>> Start Material shown
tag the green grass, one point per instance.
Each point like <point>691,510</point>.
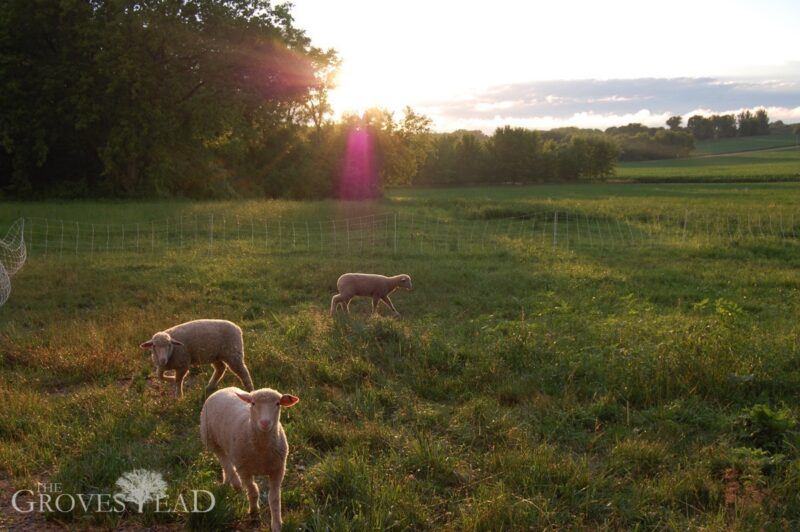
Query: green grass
<point>740,144</point>
<point>753,166</point>
<point>524,387</point>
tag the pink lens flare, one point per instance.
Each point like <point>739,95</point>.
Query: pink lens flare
<point>359,177</point>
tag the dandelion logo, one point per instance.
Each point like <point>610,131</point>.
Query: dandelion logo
<point>141,486</point>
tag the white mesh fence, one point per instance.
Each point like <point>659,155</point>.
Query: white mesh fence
<point>405,233</point>
<point>13,252</point>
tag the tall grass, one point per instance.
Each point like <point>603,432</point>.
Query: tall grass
<point>524,387</point>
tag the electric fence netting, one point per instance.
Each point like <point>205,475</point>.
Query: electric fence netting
<point>13,252</point>
<point>213,235</point>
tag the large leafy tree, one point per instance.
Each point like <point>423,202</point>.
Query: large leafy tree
<point>122,97</point>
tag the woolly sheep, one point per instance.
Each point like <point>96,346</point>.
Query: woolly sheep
<point>216,342</point>
<point>244,431</point>
<point>378,287</point>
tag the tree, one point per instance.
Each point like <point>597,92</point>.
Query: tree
<point>674,122</point>
<point>514,154</point>
<point>701,127</point>
<point>160,97</point>
<point>724,126</point>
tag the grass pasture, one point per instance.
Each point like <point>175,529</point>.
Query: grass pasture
<point>740,144</point>
<point>765,165</point>
<point>528,385</point>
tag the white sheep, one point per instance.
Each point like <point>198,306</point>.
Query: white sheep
<point>216,342</point>
<point>378,287</point>
<point>244,431</point>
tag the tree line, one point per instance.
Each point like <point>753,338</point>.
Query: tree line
<point>745,124</point>
<point>228,98</point>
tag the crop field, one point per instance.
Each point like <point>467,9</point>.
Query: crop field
<point>739,144</point>
<point>766,165</point>
<point>590,357</point>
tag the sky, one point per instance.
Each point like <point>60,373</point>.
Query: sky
<point>546,64</point>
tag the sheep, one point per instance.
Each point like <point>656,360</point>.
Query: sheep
<point>216,342</point>
<point>369,285</point>
<point>244,431</point>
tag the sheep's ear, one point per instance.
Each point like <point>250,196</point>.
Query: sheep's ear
<point>246,397</point>
<point>289,400</point>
>> End Material shown
Given instruction: From the material above, copy out word for word every line from the one containing "tag the grass" through the one containing "<point>546,64</point>", including both of those lines.

Exercise result:
tag the grass pasture, one point per instance.
Each point like <point>175,529</point>.
Query: grass pasture
<point>740,144</point>
<point>765,165</point>
<point>528,385</point>
tag the white sheep, one point per instance.
Each point like <point>198,306</point>.
Query: white sheep
<point>216,342</point>
<point>378,287</point>
<point>244,431</point>
tag the tree line, one point per instance.
Each point like <point>753,338</point>.
Query: tree line
<point>745,124</point>
<point>228,98</point>
tag the crop field, one point per instance.
Each point like <point>467,9</point>.
Query: crop field
<point>739,144</point>
<point>766,165</point>
<point>590,357</point>
tag the sky, one point per instance.
Each point like <point>60,373</point>.
Query: sky
<point>546,64</point>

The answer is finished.